[Listed records — start]

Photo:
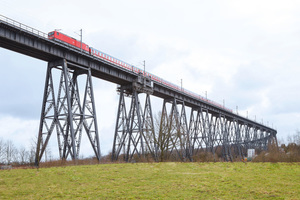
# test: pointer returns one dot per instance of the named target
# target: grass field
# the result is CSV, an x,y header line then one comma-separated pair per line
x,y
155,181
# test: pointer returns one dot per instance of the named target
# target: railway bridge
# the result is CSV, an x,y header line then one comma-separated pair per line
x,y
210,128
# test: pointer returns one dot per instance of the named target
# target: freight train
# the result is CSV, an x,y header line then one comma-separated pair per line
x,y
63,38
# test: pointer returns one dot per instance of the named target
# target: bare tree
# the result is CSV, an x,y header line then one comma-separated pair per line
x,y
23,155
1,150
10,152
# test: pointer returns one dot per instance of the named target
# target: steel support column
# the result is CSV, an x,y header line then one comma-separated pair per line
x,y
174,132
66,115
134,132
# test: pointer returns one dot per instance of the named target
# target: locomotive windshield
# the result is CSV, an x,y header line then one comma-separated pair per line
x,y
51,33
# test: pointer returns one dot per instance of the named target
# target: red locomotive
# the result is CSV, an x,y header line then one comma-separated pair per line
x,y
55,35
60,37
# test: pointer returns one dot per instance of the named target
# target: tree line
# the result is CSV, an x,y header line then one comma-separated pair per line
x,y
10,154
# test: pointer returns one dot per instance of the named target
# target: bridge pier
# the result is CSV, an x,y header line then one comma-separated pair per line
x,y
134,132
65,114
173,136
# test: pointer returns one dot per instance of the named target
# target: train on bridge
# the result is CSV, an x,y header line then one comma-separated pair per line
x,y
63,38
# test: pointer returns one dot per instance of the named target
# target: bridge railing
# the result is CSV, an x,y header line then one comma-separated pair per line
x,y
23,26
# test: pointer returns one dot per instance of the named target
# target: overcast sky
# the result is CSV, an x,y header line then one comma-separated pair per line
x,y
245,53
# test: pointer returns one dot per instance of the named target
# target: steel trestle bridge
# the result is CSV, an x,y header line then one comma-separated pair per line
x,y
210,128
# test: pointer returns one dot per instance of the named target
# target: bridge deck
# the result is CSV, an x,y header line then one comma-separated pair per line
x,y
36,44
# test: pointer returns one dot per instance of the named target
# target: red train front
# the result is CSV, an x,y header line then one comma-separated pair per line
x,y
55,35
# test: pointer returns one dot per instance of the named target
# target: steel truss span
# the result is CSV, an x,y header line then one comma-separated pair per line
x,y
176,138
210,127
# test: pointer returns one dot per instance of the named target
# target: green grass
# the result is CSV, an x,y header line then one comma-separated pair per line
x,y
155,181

[Listed records — finish]
[Listed records — start]

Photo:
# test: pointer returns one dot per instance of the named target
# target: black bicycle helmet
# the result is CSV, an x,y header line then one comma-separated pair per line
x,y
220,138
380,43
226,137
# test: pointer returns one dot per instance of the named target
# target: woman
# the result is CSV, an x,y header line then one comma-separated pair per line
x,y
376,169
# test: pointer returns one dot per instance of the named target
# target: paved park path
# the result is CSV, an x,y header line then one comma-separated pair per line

[Listed records — finish]

▸ Assignment: Please work out how many lines of the records contain "locomotive" and give only that number.

▸ Written answer: 2